Required action: Whether an entry is long or short, retype it exactly.
++++++++
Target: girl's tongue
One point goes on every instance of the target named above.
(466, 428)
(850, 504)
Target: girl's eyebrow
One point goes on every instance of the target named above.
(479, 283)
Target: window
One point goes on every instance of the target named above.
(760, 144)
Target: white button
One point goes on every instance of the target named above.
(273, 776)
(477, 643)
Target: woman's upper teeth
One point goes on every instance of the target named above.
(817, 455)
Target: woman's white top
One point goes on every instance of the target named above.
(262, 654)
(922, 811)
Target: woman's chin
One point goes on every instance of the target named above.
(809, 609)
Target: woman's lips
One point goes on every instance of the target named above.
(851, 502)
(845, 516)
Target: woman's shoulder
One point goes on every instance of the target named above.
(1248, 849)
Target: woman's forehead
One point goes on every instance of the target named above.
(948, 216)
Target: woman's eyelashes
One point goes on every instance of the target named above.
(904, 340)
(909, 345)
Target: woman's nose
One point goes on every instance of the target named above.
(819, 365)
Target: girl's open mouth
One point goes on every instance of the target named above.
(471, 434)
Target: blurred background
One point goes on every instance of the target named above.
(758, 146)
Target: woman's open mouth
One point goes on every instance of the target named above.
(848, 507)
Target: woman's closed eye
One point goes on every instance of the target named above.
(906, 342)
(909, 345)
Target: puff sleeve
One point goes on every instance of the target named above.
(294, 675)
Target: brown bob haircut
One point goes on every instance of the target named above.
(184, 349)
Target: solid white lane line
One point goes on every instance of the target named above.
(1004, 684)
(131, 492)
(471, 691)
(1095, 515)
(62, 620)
++++++++
Answer space:
Target: girl's tongue
One point goes on every instance of the target named above.
(466, 428)
(850, 504)
Target: girl's eyebrow
One point goes on every instance of the target named above.
(479, 283)
Target: window
One point goes on every instance of the target named above.
(760, 144)
Target: white button
One point goes on every instance of the target named above.
(273, 776)
(477, 643)
Target: woman's upper teeth
One point goes on every instance of the target named above.
(817, 455)
Target: woman's white top
One point goes on every instance of the target named above.
(262, 654)
(922, 811)
Target: woman's chin
One point goes on every instance of the target named above.
(809, 609)
Target: woman's lips
One point goes on every instance of the target named above.
(851, 502)
(845, 516)
Target: woman's shoulder
One point goes on every instance of the target named above.
(1248, 849)
Target: woman's forehead
One point goes on every instance of the target named above.
(948, 216)
Target: woman's eyelashes
One point goes on every instance of the target named above.
(904, 340)
(909, 345)
Target: woman's nose
One point goes on every instance of the target named above.
(819, 365)
Target: girl's open mouth
One point goes on every instance of the target named above.
(471, 434)
Target: blurred background
One point goes on every instance of the target named above.
(758, 146)
Target: woman's open mouth
One point goes on every instance of the target named above.
(848, 507)
Target: woman's closed eye
One point goes on every instance of the target named above.
(906, 342)
(909, 345)
Target: puff sleeve
One point goes on every instance of the target named above.
(294, 675)
Target: brown bob haircut
One point goes on every instance of the target named above.
(184, 349)
Target: solid white lane line
One point goes on every instance of the target named above.
(1004, 684)
(131, 492)
(471, 691)
(1095, 515)
(62, 620)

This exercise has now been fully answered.